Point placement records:
--------------------

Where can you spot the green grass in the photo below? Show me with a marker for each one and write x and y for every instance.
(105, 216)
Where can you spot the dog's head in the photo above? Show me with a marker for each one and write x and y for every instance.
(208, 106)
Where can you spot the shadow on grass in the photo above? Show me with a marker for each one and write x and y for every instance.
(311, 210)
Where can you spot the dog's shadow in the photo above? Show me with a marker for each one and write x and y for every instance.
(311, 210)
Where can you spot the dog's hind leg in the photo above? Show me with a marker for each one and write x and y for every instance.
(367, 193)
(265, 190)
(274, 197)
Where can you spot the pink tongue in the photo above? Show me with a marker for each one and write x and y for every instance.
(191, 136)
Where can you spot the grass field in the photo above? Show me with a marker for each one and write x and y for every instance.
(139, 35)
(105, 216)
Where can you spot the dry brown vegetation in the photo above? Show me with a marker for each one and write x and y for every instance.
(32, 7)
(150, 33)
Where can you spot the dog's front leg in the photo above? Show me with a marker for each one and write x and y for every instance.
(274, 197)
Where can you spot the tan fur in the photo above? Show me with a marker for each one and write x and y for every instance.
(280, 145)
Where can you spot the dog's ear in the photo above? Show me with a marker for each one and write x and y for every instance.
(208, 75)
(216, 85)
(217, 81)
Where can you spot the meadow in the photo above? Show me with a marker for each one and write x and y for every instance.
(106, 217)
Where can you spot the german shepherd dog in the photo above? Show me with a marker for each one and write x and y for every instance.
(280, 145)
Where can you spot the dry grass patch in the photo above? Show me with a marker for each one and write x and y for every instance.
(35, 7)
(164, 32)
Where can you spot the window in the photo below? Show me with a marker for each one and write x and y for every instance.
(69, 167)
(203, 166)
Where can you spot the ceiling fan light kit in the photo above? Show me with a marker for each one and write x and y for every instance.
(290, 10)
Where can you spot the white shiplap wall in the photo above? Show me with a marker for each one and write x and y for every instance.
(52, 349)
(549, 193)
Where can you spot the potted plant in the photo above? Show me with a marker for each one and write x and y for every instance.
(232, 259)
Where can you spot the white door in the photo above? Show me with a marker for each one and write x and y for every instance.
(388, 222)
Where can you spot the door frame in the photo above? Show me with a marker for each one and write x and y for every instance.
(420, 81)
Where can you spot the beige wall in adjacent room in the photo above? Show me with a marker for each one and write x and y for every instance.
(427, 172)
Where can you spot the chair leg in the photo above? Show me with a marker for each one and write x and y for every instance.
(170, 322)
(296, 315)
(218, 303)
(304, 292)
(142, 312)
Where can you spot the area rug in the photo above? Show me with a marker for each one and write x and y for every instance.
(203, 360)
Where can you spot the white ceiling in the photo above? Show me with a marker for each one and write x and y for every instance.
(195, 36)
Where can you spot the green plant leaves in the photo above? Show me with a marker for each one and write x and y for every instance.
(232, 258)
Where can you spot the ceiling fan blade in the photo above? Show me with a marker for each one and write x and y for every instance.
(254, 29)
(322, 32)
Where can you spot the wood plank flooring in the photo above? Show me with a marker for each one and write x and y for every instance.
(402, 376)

--------------------

What the task requires: Give an exact repetition of all the material.

Reply:
Where can you spot the green grass in the photo below? Show me with a marker for each one and write x and y for every instance.
(105, 216)
Where can you spot the dog's head in the photo above? Show me with a marker for each one and write x and y for every instance.
(208, 106)
Where can you spot the shadow on grass in the photo above? Show me with a marker for each one and write x and y for every instance.
(311, 210)
Where can you spot the dog's shadow in the photo above? Show me with a marker for each one and write x and y for every instance.
(311, 210)
Where can you spot the dog's hind leg in the photo above? Show me with a marker for each one and write x and y for every instance.
(367, 193)
(265, 190)
(274, 197)
Where can you spot the pink tongue in the photo above? Show me with a marker for each one and write x and y for every instance.
(191, 136)
Where can you spot the grass field in the photo above? Show me with a marker for each one and write x and y for every instance.
(139, 35)
(105, 216)
Where can you spot the dry brown vegetation in the photo above? Show me with a marker for each one and write x and y for every instance.
(32, 7)
(150, 33)
Where can you spot the dog's front leg in the photo above? Show me with a marker for each one and write x and y for every instance.
(274, 197)
Where can you spot the tan fur in the photo above? Show me with a marker for each one and write x and y for every instance.
(280, 145)
Where can you spot the dog's ear in the photo above? Show me with a marker for each one and write x and y for every instance.
(208, 75)
(216, 85)
(217, 81)
Where can you spot the meadow in the photo above? Show me with a marker for each one and write x and y for every instance.
(106, 217)
Where can you spot the german shepherd dog in the photo above? Show me with a marker for each one and write x and y for every instance.
(280, 145)
Where can you spot the dry grass patch in the photo above? Show me with a marker for each one and write x and y for every instance.
(35, 7)
(164, 32)
Where can you spot the window in the photo below? Show me with a marker for each one and write x and y for every instance.
(69, 167)
(203, 166)
Where can you spot the ceiling fan light kit in the photo above? Show me with a marker for each one and write x and y for every instance.
(290, 10)
Where can you spot the white shiplap wall in the photo above? Show me with a marker for each one and write x and y for every instance.
(52, 349)
(549, 193)
Where can you spot the potted plant in the photo above? Show me with a marker for each one and write x and y for every instance.
(232, 259)
Where can you spot the white door in the photo above? Show me with a marker for each one and write x and y for every instance.
(388, 222)
Where can you spot the door frame in the photo above? Show me with a marker for each one and write x and y for every instance.
(420, 81)
Where can you spot the beige wall in adjacent room in the photo above? Show me with a marker for each one and write x and y for every instance.
(427, 172)
Where can you spot the chair leg in the photo above? Show me with a marker for each one and write x and y for every instance.
(170, 322)
(296, 315)
(218, 303)
(304, 292)
(142, 312)
Where can you spot the area rug in the photo above? Show me with a marker for each one and write x and y for every instance.
(203, 360)
Where can you spot the white ceiling in the photo above? Show me with a marker for each one and write x and y for every instance.
(195, 36)
Where can you spot the green plant leaves in the photo above? Show me with a marker for each one and write x and y for every instance.
(232, 258)
Where can you spot the ceiling fan blade in the photo above? Show me with a marker for each one and write x and y for every instance.
(254, 29)
(322, 32)
Where can you spot the wood plank flooring in the photo above? Show me with a marker for each one and write x and y for every instance.
(402, 376)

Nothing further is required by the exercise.